* _Short problem_:
Rewrite the rows from the line containing "Which pixel sits on the rear quarter" through the end, changing "pixel" to "spot" and leaving everything else as it is.

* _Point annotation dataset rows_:
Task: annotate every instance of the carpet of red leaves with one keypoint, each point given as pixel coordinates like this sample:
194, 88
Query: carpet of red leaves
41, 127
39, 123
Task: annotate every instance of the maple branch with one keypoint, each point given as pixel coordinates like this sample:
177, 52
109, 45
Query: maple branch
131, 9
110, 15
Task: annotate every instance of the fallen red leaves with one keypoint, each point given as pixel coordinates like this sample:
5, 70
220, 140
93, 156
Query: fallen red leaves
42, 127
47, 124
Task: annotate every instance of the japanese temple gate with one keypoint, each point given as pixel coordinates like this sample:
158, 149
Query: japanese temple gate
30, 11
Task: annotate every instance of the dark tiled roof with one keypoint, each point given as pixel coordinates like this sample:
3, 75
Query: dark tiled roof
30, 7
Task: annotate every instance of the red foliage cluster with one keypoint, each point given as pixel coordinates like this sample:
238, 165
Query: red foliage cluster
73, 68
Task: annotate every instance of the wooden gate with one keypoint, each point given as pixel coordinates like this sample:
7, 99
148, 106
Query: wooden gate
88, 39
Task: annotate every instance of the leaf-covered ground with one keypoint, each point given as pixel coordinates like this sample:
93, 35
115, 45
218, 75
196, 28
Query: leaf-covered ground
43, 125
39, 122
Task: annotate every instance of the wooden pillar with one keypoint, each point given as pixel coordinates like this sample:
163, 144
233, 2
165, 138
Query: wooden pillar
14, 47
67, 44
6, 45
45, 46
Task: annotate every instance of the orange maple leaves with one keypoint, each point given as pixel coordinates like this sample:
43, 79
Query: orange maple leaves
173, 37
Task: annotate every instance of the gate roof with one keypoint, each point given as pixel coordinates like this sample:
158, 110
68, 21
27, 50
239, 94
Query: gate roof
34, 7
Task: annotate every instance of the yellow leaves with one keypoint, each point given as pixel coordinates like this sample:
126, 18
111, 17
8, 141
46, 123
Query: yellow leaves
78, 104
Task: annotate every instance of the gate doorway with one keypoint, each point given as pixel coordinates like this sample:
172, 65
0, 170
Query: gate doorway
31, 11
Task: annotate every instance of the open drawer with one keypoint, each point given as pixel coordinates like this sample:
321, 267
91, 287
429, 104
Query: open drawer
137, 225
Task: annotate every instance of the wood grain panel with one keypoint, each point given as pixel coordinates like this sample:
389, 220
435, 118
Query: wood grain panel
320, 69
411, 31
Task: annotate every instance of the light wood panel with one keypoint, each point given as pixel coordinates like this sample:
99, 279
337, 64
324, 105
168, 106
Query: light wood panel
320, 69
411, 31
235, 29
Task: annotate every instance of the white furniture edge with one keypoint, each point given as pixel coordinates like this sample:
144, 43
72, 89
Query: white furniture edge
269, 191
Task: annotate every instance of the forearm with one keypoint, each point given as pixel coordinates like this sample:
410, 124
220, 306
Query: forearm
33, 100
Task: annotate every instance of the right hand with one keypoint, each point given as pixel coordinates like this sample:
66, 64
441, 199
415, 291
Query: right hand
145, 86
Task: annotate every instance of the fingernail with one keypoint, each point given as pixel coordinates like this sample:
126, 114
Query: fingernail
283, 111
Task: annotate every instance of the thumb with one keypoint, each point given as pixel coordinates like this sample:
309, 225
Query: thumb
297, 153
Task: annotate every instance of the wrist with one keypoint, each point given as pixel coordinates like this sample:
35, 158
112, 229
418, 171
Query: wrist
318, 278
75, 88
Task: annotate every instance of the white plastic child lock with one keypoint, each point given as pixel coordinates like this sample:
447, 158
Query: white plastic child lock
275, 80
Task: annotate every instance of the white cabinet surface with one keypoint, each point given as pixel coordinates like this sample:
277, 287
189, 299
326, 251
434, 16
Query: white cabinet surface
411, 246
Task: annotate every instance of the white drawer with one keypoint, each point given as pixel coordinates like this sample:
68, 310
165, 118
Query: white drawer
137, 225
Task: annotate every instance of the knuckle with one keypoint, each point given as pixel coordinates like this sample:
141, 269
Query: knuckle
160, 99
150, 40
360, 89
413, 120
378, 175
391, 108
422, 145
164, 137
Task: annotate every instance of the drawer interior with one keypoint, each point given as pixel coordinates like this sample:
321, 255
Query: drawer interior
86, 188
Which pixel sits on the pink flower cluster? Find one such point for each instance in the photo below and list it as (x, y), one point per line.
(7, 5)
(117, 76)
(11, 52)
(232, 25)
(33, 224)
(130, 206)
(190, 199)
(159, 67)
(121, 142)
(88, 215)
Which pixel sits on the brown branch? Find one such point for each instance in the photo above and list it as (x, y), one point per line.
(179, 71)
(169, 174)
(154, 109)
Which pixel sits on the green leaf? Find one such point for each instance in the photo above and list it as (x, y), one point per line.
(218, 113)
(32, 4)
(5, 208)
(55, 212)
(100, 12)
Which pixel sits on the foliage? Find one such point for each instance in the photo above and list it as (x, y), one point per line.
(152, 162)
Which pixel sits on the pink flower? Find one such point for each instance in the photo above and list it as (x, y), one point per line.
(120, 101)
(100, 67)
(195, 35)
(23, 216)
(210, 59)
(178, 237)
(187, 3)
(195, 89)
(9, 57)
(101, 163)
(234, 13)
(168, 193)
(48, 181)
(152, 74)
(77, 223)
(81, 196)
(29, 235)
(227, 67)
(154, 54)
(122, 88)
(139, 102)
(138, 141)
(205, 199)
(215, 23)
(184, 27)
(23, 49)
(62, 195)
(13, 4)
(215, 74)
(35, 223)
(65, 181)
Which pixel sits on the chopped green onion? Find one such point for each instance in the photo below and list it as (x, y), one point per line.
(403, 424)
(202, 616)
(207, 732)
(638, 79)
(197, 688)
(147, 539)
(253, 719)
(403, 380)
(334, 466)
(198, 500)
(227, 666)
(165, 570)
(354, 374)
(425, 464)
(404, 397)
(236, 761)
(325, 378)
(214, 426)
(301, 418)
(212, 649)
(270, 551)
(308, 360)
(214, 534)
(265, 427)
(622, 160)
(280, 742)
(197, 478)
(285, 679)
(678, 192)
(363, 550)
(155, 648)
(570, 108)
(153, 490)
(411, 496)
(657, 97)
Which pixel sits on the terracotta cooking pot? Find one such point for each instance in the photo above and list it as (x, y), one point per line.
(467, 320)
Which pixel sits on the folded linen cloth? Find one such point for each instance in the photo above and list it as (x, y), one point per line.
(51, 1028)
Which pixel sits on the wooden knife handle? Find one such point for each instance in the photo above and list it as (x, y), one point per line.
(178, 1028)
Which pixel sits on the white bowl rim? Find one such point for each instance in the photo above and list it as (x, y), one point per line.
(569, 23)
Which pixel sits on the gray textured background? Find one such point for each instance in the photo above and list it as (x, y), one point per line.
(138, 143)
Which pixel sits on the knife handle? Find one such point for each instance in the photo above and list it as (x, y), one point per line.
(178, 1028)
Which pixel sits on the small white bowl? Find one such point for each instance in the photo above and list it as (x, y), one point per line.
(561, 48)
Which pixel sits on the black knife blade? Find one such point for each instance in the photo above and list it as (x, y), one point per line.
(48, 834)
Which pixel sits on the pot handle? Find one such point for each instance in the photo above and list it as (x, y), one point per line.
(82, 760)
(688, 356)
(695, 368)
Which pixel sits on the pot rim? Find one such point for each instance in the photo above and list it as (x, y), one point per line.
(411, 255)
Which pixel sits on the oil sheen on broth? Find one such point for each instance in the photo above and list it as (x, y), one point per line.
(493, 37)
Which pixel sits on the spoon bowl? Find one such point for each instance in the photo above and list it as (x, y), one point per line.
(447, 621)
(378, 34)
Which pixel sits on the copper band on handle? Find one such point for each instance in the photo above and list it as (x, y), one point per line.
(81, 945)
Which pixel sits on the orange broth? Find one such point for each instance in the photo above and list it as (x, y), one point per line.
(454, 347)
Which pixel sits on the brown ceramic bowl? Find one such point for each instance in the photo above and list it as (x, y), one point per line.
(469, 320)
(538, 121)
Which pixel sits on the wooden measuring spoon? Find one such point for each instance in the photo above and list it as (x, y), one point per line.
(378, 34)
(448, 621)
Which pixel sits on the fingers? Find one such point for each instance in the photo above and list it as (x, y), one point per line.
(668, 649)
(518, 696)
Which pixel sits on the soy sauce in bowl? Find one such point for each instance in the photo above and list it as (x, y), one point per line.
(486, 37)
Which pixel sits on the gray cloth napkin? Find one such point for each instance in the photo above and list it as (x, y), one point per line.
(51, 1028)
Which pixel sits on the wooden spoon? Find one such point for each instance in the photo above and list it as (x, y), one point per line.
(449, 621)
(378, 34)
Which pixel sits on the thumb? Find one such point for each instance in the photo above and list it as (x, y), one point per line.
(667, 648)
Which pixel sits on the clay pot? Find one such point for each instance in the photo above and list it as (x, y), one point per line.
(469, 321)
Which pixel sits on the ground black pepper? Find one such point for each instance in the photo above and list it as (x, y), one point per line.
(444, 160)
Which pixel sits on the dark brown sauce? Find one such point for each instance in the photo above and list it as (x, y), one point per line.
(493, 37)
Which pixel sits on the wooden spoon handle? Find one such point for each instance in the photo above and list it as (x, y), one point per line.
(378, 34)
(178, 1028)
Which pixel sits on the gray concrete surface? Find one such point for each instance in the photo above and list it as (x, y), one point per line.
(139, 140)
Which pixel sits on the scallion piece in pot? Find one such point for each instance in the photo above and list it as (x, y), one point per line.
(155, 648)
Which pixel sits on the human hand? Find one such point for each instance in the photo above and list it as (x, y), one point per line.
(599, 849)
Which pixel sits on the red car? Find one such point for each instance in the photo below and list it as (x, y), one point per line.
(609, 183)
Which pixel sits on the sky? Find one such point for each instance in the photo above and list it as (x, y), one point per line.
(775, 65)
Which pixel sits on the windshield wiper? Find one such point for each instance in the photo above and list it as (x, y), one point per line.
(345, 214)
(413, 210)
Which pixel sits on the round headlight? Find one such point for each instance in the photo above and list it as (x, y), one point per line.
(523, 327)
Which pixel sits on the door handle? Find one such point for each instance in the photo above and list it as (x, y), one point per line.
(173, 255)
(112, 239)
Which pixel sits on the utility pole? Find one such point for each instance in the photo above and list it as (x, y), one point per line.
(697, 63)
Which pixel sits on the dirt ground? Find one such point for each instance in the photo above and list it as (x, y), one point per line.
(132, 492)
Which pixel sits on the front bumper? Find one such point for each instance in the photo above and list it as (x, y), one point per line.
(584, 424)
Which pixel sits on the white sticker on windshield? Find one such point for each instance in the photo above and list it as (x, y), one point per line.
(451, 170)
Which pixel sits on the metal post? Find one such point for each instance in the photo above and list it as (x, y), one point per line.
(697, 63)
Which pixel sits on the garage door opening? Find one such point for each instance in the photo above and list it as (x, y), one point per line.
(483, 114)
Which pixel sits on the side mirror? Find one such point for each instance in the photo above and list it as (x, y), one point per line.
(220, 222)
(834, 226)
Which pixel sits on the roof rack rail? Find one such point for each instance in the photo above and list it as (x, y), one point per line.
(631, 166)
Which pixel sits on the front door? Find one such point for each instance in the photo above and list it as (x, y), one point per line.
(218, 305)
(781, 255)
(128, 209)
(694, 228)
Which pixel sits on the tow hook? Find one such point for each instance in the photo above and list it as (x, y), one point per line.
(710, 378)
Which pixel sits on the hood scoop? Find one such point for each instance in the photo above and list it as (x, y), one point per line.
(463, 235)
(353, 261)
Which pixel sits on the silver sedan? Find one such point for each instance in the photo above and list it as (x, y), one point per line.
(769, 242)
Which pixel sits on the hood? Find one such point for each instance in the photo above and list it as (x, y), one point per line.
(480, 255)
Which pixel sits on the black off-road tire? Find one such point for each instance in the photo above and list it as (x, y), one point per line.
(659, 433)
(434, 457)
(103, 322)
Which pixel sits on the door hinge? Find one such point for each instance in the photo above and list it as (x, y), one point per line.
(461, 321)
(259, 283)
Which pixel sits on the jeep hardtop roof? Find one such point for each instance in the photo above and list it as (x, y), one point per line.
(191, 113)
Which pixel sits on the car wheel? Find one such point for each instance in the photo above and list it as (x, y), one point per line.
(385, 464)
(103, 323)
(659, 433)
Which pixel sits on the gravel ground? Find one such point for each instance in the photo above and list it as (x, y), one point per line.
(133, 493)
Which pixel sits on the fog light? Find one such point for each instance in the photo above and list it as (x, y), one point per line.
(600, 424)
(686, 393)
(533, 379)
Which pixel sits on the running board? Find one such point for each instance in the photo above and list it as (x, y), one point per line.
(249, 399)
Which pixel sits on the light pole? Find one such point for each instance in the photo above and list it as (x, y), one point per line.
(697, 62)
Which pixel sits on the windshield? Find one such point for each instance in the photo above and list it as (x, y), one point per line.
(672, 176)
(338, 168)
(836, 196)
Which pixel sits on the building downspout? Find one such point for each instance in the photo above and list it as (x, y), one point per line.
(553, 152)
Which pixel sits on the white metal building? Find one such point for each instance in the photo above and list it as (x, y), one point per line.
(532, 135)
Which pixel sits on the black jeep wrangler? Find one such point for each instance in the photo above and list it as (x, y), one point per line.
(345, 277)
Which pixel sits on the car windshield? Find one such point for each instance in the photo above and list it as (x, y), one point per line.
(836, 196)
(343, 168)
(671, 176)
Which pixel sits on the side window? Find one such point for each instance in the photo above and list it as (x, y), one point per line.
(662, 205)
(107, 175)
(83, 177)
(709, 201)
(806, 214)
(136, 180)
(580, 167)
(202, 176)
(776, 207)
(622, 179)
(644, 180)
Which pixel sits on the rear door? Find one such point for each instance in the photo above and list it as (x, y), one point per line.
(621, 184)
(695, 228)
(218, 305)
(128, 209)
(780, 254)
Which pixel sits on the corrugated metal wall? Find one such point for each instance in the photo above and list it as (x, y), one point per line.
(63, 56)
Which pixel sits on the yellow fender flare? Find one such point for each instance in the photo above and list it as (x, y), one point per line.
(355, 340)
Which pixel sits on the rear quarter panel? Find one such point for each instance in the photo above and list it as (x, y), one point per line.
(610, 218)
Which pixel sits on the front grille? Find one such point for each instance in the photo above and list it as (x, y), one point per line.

* _Answer to this exercise_:
Which spot sits on the rear quarter panel? Find one such point for each instance in the photo above and list it as (x, y), one point per line.
(610, 218)
Which spot sits on the front grille? Find one such point for each instance in the photo above and list it as (x, y), one point per line.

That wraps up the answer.